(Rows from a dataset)
• • • • •

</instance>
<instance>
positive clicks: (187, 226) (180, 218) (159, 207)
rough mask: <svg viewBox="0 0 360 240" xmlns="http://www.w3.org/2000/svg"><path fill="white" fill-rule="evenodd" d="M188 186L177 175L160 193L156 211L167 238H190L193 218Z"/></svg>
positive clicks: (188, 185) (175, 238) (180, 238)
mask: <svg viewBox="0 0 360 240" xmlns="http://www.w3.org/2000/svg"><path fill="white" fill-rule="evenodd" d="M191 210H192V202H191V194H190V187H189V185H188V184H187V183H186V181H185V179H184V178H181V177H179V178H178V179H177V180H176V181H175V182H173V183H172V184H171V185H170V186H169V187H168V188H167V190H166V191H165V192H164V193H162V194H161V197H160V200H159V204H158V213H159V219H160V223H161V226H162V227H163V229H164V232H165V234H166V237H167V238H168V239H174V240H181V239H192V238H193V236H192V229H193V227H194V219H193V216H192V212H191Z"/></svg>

• • • • •

# [EXERCISE DESCRIPTION]
Copy the rows above word for word, starting at their first line and ending with the line that contains "positive clicks: (188, 185)".

# [SOLUTION TO THIS EXERCISE]
</instance>
<instance>
positive clicks: (187, 226) (180, 218) (159, 207)
rough mask: <svg viewBox="0 0 360 240" xmlns="http://www.w3.org/2000/svg"><path fill="white" fill-rule="evenodd" d="M188 186L177 175L160 193L156 211L167 238H190L193 218Z"/></svg>
positive clicks: (188, 185) (175, 238) (180, 238)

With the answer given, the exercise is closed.